▶ **Arbeitsanweisungen**:
A – Übertrage den Satz „Aha, zwischen Greenwich Village und East Village im Süden Manhattans befindet sich der kleine Stadtteil Noho mitsamt der Bond Street und der Hausnummer 9“ aus dem Text über das Parfumhaus Bond No. 9 ins Englische.
B – Führe den Text über das New Yorker Parfumhaus Bond No. 9 im Anschluss an seinen letzten Satz auf Deutsch weiter.

▶ **Vorliegender Text**:
▼

Des New Yorkers liebstes Kind

Schon wieder eine Reise in die Stadt, die niemals schläft. Nachdem uns erst kürzlich Ulrike dorthin entführt hat, um uns die neuen Honoré des Prés-Düftchen I love Carottes, Vamp in NY und Love Coco vorzustellen, geht unsere Duftreise heute wieder über den großen Teich. Allerdings nicht mit dem französischen Ökoduftlabel, sondern mit einer einheimischen Parfumschmiede: Bond No. 9. Ansässig in der gleichnamigen Bond Street mit der Hausnummer (na, ratet mal!) 9 im New Yorker Stadtteil Noho. Nein, das ist kein Schreibfehler; Noho ist das Gegenstück zu Soho, dem bekannten Szeneviertel Manhattans, und bedeutet North of Houston Street (im Gegensatz zu Soho ? South of Houston Street). Das bringt mich persönlich jetzt orientierungsmäßig nicht so wirklich weiter, da ich keinen Schimmer habe, wo denn jetzt genau die besagte Houston Street auf der Manhattanschen Insel zu finden ist, aber dafür gibt es ja das gute alte Internet. Aha, zwischen Greenwich Village und East Village im Süden Manhattans befindet sich der kleine Stadtteil Noho mitsamt der Bond Street und der Hausnummer 9.

▲

▶ **Vorliegende Daten**:
▼

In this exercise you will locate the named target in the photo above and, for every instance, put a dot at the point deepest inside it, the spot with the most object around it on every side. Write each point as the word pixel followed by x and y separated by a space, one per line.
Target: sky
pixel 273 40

▲

▶ **Ergebnisse je Aufgabe**:
A – Aha, the small neighborhood of Noho, along with Bond Street and number 9, lies between Greenwich Village and the East Village in southern Manhattan.

B –
Bond No. 9 hat sich gänzlich der Metropole am Hudson River verschrieben. Die gesamte Duftkollektion ist den Stadtteilen New Yorks, den Vierteln Manhattans, besonderen Lokalitäten oder den Stränden auf Long Island gewidmet, an denen der gestresste (und meist gut betuchte) Großstädter Ruhe und Erholung abseits des hektischen Alltags finden kann. Eine ganze Riege eben dieser Bond-Düfte hat in den letzten Wochen das ALzD-Sortiment geentert. Daher gilt: allerhöchste Rezensions-Eisenbahn!!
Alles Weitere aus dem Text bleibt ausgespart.